● TASK OBJECTIVE:
In the article on political leanings and sexual behavior, rename "journalists" to "reporters" and give the stretch from "There are many" through "of their bedrooms." with that change.

● QUOTED PASSAGE:
Conservatives and Liberals: From the Polling Place to the Bedroom

Are political affiliations associated with certain sexual behaviors? New research suggests they are…

Dr. Robert Burriss
5 min readNov 22, 2016
Is our preferred political party linked to our sexual behaviour? Theresa Thompson/Flickr

Depending on your ideological outlook, 2016 has either been a great year for politics or the year that the the hopes and dreams of all sensible citizens were dashed to pieces. The Brexit referendum, which set the UK on course to leave the EU, was followed by Donald Trump’s unexpected victory in the US presidential election. Front National leader, Marine Le Pen, is riding high in the polls for the next French president, and right wing politicians across Europe are feeling more confident about their chances in upcoming contests.

How to make sense of what can seem, at times, like a worldwide political earthquake? Many commentators have called on liberals to reach out to their more conservative peers, to make a greater effort to understand why men like Trump or women like Le Pen are so popular. Maybe liberals and conservatives need to get to know each other better, and develop a deeper insight into what makes each group tick.

This man is going to be president. I can’t believe I just typed that… Gage Skidmore/Flickr

There are many differences between a typical right- and left-wing voter, including attitudes about economics, immigration, military spending, and state intervention in business. Many journalists have speculated how each of these differences in attitudes and values may have swayed voters in this year’s most consequential elections.

But this is a blog about the psychology of human mating behavior and so, today, we’ll investigate whether conservatives and liberals differ not only in the voting booth but in the equally private confines of their bedrooms.

Horny conservatives, permissive liberals

Research in the UK in the 1970s showed that social conservatives are less sexually permissive, perhaps as we might expect. But it also revealed that supporters of the Conservative Party reported more satisfying sex lives and higher libidos. The psychologist who conducted this research, Hans Eysenck, admitted that his results should be considered provisional until more data were in.

In the last month, those data finally arrived after a 40 year wait. Peter Hatemi of Penn State University led a team of political scientists in a new study of political orientation and the whole gamut of sexual behavior, and published his results in the journal Personality and Individual Differences.

● DATA:

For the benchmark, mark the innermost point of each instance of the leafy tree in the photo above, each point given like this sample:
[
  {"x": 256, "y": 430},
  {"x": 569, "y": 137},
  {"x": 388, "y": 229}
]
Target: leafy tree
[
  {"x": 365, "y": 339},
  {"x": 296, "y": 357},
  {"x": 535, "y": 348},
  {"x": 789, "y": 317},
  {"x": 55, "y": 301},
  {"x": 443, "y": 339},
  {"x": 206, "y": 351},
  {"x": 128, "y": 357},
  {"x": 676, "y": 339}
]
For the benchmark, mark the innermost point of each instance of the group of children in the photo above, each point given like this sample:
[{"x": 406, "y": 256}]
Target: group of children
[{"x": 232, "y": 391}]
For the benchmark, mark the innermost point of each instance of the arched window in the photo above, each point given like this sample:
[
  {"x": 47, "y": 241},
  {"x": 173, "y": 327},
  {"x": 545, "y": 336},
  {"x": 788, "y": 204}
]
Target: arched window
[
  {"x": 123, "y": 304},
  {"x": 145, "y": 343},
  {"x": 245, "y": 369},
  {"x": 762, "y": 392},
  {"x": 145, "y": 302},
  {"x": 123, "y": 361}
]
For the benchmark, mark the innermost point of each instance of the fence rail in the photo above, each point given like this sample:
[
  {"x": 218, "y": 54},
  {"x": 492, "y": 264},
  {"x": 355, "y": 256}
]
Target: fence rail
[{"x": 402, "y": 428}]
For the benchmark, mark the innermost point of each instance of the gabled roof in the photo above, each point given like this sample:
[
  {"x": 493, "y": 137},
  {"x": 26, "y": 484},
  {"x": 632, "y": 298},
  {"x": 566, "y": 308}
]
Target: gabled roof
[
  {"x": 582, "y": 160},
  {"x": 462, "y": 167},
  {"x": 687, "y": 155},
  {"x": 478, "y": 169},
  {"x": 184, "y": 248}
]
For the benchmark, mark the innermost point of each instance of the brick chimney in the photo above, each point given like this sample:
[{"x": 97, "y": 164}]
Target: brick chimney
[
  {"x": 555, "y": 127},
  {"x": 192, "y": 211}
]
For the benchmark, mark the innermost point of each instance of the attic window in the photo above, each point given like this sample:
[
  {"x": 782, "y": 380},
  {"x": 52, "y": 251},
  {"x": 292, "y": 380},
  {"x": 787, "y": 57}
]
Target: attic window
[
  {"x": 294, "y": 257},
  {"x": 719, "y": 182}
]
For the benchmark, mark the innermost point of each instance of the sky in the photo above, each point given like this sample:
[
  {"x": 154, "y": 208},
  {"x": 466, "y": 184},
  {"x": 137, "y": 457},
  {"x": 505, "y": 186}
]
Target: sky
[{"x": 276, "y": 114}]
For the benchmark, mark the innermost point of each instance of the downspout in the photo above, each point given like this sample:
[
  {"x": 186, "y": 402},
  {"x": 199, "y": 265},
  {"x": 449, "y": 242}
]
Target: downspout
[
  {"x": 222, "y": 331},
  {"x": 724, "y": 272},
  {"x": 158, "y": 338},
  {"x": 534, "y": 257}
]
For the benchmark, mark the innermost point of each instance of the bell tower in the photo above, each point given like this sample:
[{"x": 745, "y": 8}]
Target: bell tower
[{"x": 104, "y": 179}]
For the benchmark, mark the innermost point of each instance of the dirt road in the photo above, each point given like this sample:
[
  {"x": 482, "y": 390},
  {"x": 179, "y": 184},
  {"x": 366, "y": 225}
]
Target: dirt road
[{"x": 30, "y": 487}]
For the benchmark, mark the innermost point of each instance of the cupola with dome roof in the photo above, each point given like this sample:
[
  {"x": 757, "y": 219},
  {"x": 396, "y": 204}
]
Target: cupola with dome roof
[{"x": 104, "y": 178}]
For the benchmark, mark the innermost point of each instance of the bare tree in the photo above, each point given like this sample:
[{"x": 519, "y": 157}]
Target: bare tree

● RESPONSE TO THIS TASK:
There are many differences between a typical right- and left-wing voter, including attitudes about economics, immigration, military spending, and state intervention in business. Many reporters have speculated how each of these differences in attitudes and values may have swayed voters in this year’s most consequential elections.

But this is a blog about the psychology of human mating behavior and so, today, we’ll investigate whether conservatives and liberals differ not only in the voting booth but in the equally private confines of their bedrooms.